# Exercise brief
The listing below holds a line with "Target: electrical outlet" and a later line with "Target: beige carpet". Write out those two lines and every line between them, exactly, and nothing else.
Top of Material provided
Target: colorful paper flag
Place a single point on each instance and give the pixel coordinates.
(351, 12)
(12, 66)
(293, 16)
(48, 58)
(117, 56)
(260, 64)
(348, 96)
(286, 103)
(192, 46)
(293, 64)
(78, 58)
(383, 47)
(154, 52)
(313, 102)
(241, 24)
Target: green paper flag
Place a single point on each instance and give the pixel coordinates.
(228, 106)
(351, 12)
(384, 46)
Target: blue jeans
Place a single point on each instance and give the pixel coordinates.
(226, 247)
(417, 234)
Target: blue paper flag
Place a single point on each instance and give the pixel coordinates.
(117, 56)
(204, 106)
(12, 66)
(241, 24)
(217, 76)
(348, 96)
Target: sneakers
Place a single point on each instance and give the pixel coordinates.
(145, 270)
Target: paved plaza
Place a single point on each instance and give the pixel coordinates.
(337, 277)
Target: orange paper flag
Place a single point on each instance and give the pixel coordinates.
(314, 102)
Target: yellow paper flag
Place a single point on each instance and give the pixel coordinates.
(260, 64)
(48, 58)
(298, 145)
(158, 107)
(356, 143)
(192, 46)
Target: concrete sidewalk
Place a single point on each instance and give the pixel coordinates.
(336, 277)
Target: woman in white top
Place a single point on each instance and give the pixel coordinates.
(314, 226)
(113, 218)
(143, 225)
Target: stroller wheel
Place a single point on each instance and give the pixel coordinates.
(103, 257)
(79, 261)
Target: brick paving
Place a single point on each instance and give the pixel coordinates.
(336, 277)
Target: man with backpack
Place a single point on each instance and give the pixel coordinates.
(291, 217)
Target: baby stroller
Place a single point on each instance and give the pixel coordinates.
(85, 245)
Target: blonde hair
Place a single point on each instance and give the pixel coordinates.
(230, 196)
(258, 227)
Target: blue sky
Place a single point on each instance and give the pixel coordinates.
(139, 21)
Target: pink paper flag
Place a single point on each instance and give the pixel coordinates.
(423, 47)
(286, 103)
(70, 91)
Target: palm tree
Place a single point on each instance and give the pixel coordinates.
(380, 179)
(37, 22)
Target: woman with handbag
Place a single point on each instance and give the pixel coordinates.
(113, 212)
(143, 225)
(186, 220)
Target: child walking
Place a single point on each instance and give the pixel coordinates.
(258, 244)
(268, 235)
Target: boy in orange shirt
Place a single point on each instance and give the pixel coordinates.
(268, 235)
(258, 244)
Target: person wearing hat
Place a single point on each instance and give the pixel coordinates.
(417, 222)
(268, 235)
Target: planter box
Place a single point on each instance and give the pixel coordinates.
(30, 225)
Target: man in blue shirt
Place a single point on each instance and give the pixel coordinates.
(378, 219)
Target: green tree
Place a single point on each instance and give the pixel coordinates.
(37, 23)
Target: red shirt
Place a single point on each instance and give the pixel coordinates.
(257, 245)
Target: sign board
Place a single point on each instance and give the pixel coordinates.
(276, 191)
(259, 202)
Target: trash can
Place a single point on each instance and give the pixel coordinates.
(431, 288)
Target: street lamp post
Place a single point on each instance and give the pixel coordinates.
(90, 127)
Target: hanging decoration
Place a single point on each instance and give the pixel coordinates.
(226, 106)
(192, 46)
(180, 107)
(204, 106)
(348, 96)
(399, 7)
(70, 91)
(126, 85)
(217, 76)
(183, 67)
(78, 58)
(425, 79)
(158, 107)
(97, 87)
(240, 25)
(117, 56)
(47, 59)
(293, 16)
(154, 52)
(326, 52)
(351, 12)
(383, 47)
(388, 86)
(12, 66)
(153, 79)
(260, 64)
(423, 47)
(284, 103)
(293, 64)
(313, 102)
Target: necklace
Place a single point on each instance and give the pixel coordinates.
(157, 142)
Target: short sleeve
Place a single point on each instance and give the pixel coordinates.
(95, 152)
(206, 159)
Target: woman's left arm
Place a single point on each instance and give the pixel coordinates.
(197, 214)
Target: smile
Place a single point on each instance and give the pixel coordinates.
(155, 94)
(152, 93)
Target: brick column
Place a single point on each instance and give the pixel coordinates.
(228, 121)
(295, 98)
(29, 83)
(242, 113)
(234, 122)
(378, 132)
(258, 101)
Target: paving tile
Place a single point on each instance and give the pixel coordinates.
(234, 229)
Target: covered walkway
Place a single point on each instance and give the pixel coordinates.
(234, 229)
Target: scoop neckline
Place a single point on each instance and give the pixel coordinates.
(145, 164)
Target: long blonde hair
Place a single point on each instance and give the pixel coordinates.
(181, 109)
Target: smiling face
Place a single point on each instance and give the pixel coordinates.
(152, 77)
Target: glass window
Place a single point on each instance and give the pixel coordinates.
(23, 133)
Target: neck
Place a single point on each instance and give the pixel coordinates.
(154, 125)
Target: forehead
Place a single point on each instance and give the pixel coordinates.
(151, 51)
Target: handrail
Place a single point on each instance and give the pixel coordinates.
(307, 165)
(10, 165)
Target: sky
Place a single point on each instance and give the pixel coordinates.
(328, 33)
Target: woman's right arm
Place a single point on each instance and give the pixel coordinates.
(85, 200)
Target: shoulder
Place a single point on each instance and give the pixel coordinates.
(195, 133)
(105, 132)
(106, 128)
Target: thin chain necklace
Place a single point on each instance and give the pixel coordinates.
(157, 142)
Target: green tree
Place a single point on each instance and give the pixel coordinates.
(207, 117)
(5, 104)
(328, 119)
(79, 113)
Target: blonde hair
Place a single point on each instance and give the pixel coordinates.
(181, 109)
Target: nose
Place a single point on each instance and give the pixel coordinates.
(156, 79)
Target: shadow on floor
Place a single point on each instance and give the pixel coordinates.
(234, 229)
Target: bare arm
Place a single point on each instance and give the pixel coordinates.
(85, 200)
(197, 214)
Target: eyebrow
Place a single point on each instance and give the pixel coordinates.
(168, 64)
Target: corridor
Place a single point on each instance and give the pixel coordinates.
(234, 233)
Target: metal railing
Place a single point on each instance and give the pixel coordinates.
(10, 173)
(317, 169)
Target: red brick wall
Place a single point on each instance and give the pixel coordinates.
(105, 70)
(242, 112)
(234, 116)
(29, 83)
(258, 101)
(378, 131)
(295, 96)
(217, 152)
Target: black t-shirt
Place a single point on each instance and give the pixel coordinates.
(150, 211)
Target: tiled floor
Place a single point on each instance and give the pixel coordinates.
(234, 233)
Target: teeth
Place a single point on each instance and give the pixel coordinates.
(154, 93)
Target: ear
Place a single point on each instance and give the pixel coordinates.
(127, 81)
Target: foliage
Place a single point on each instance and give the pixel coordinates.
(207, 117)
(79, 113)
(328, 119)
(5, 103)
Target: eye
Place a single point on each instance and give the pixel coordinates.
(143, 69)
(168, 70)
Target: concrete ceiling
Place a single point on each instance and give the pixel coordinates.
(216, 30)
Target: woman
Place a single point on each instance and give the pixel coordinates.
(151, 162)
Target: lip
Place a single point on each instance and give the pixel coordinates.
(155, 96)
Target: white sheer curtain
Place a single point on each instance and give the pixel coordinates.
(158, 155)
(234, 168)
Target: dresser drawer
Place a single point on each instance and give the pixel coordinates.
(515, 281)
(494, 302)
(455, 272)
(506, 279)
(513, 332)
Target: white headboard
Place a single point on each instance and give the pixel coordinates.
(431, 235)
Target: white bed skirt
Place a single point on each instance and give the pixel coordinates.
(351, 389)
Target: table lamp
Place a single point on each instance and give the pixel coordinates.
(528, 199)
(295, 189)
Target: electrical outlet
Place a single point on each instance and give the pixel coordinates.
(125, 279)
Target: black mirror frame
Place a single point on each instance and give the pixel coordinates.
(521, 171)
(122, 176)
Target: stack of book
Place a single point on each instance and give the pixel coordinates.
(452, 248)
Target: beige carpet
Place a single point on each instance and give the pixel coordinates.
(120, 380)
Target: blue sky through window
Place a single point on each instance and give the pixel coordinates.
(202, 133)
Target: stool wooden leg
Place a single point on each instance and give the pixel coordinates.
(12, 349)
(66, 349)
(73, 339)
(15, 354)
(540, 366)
Bottom of Material provided
# Solution for this exercise
Target: electrical outlet
Place a single point on each instance and give the pixel coordinates.
(125, 279)
Target: black mirror frame
Place a single point on each instance and give the pixel coordinates.
(521, 171)
(122, 176)
Target: stack of book
Place a single point on each instance and give the pixel coordinates.
(452, 248)
Target: beige carpet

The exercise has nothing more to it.